**Activity:** Go through the data below and copy it exactly, skipping every picture.

**Input records:**
* * * * *

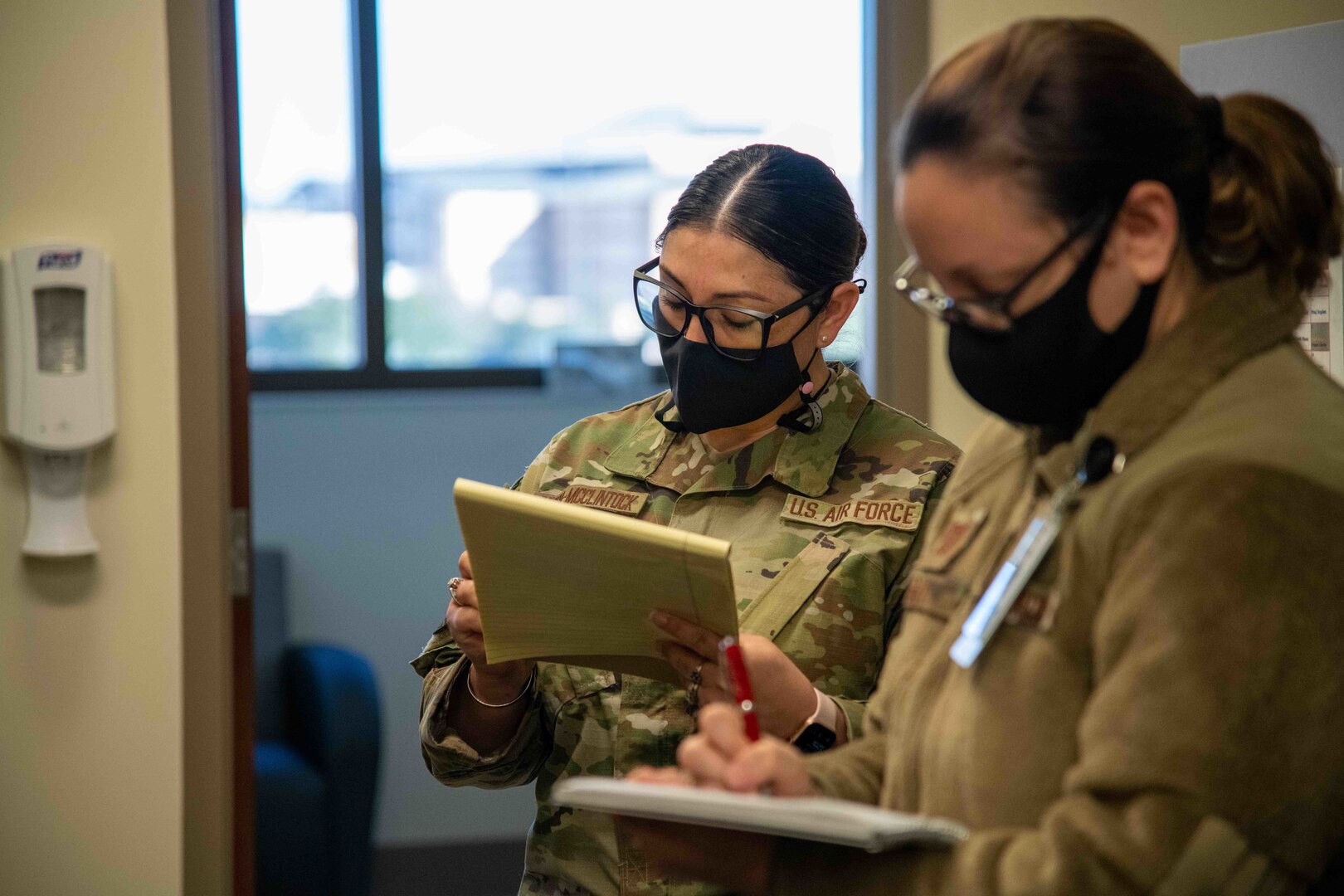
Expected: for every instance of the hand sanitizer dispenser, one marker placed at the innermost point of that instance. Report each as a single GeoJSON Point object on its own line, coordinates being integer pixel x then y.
{"type": "Point", "coordinates": [58, 384]}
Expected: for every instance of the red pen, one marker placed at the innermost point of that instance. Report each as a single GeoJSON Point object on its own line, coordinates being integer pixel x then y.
{"type": "Point", "coordinates": [732, 653]}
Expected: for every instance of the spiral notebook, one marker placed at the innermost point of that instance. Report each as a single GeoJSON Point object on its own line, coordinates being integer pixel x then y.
{"type": "Point", "coordinates": [569, 583]}
{"type": "Point", "coordinates": [828, 821]}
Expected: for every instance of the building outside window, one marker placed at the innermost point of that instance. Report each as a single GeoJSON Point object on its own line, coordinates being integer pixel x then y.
{"type": "Point", "coordinates": [527, 155]}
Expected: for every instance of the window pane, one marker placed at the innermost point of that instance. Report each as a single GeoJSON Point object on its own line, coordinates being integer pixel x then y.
{"type": "Point", "coordinates": [533, 149]}
{"type": "Point", "coordinates": [300, 241]}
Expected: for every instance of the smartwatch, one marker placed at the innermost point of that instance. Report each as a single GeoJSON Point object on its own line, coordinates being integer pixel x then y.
{"type": "Point", "coordinates": [819, 730]}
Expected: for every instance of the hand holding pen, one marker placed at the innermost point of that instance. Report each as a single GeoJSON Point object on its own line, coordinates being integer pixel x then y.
{"type": "Point", "coordinates": [782, 696]}
{"type": "Point", "coordinates": [737, 666]}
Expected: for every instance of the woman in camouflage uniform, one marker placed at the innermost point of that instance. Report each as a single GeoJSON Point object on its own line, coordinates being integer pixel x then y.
{"type": "Point", "coordinates": [1161, 711]}
{"type": "Point", "coordinates": [821, 488]}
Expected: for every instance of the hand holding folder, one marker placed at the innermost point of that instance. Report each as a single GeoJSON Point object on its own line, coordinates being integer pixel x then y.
{"type": "Point", "coordinates": [574, 585]}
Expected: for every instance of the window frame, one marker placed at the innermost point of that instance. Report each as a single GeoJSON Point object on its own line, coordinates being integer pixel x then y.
{"type": "Point", "coordinates": [368, 221]}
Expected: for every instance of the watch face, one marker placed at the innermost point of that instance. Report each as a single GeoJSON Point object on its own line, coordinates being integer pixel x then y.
{"type": "Point", "coordinates": [815, 738]}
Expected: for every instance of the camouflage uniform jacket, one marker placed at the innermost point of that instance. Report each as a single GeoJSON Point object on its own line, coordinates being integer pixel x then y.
{"type": "Point", "coordinates": [1163, 712]}
{"type": "Point", "coordinates": [821, 527]}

* * * * *

**Response to the exercise:**
Expected: for every instance of the hand sanitizer dispenser, one marker placed at the innermost point of that instance. Report each as a single GeoJSON Point object on its own line, coordinates being integer pixel x then y.
{"type": "Point", "coordinates": [58, 384]}
Expected: for every instance of the red pen, one marker placed at the innermost point of that instance. Report each as a single GeoJSON Point object on its own line, coordinates being integer pixel x then y.
{"type": "Point", "coordinates": [732, 653]}
Expected: for every instance of the spiral notebook, one marker placed at the innermost point of that instance. Report each as a single GeoJSON Point object on its own line, coordinates being integer pixel x then y.
{"type": "Point", "coordinates": [569, 583]}
{"type": "Point", "coordinates": [828, 821]}
Expected: for every instance of the building outside window, one marker placed at the innermost point of that instance. Report each as a single GeoJSON Point object on its own line, coordinates being integer pixel x then y.
{"type": "Point", "coordinates": [527, 155]}
Expected: for every instance of the window pane, one marker placed at the innermost point of that instance. Report each as a single GeoJSON Point object on its own line, coordinates being integer pixel x then y.
{"type": "Point", "coordinates": [533, 149]}
{"type": "Point", "coordinates": [300, 241]}
Expected: for every instance of the smartwatch, one marker placed at the innermost point of that instance. Report each as a single GeoJSON Point object on its own line, coordinates being integer pixel x then y.
{"type": "Point", "coordinates": [819, 730]}
Expected: for every instance of the hand holding pen, one marker placed at the innermost point of that instance. Report each as a single GeoJSON Point object on its own line, coordinates being integer pixel x then y.
{"type": "Point", "coordinates": [782, 696]}
{"type": "Point", "coordinates": [737, 666]}
Expected: for every instance of the woman in camouflage uniform, one marker placed at the innermost point of that instance. Report each as a single GeoJSON Point object on its own line, coordinates being integer pixel x then y.
{"type": "Point", "coordinates": [1161, 711]}
{"type": "Point", "coordinates": [821, 488]}
Expected: for every instance of the hand holding folder, one marker placed at the innermost point of that instance. Report each as a single GeoJSON Point object on its own line, coordinates being integer pixel x then y.
{"type": "Point", "coordinates": [574, 585]}
Expected: for every instance of the window frame, one marker placed at the innermost point of that instance. Report each as a single GeoJSON Point object on its own line, coordinates being integer pixel x then y.
{"type": "Point", "coordinates": [368, 221]}
Expected: for every instance of the watch face, one marker placed at the innermost point of that instance. Report each as a single GeoJSON Point object on its own line, coordinates being integer pixel x then y.
{"type": "Point", "coordinates": [815, 738]}
Expected: for every instance of the camouflage uniform jacket, one marker placed at the innermost point of that instance. Report each as a single GeoJSON Point object on its own line, coordinates being integer pixel x then y.
{"type": "Point", "coordinates": [1163, 712]}
{"type": "Point", "coordinates": [821, 527]}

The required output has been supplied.